EXERCISE INSTRUCTIONS: Reproduce the lines below verbatim, beginning at the line that contains "Q: Supply the bounding box that surrounds the big" and continuing through the final line.
[begin SUPPLIED MATERIAL]
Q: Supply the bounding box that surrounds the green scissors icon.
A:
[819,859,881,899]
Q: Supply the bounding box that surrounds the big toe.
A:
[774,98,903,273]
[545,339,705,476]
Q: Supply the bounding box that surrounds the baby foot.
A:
[end SUPPLIED MATERIAL]
WORKED SOLUTION:
Q: Supply the bounding box that surrounds the big toe.
A:
[774,98,903,273]
[545,339,705,476]
Q: Supply the bounding box that surrounds the baby foot.
A:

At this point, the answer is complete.